____ THE INPUT
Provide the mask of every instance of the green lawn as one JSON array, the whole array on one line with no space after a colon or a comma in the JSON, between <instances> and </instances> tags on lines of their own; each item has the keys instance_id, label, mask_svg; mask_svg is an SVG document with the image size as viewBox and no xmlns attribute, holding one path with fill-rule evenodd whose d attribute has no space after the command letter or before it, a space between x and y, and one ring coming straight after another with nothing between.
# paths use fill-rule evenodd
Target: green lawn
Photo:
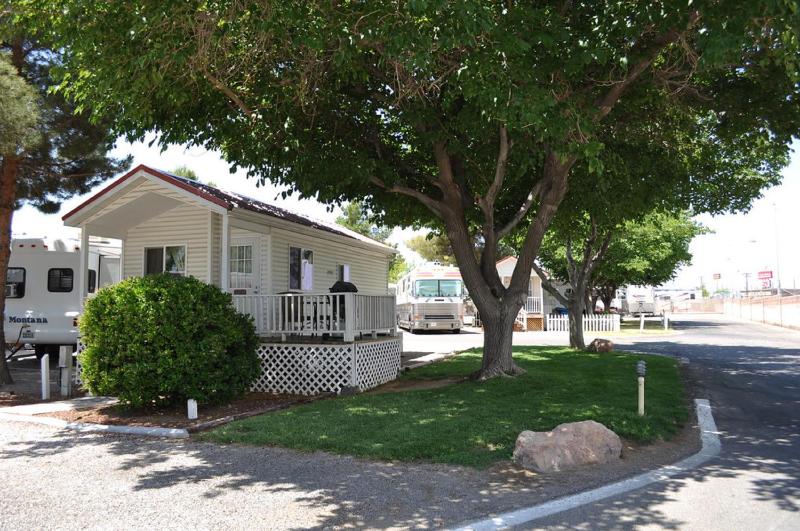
________
____ THE INPUT
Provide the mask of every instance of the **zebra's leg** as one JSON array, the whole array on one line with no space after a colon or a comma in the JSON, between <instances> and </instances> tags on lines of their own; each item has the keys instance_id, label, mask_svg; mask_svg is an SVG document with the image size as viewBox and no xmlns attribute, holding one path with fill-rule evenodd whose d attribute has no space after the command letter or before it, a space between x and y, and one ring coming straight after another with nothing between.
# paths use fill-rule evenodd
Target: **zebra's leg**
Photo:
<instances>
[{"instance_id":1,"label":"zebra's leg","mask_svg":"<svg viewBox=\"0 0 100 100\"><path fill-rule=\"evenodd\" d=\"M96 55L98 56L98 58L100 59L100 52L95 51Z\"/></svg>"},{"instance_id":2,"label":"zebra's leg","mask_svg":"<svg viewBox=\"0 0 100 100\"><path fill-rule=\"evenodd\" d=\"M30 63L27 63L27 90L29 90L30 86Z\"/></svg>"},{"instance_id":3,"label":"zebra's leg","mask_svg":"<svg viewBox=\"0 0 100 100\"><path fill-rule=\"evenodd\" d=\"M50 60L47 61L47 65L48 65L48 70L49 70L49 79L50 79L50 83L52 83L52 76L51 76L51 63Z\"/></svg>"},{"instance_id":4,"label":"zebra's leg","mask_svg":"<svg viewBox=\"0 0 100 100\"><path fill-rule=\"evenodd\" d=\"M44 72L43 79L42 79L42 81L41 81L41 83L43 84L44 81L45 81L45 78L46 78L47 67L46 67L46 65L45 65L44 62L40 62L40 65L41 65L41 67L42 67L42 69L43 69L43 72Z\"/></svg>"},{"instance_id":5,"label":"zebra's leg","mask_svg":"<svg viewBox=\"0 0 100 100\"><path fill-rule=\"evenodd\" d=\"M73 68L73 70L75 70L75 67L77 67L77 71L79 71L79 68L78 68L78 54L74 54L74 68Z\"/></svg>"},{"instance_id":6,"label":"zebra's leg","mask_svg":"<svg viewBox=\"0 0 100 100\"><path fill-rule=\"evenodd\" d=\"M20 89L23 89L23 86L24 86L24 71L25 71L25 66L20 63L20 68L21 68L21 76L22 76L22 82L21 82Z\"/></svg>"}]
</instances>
________
Select every line of the records holding the string "lawn".

Provide the mask of every instance of the green lawn as one JSON array, the whole array on one line with no space after a colon or a comma in the JSON, between <instances> and </instances> tags on lines of their own; each item has the keys instance_id, label, mask_svg; mask_svg is an SVG document with the image size as viewBox and no xmlns attribute, holding one path with fill-rule evenodd whose d attribute has no space after the command letter or before it, a space between x and y, and one ring coming straight after another with nothing between.
Target: green lawn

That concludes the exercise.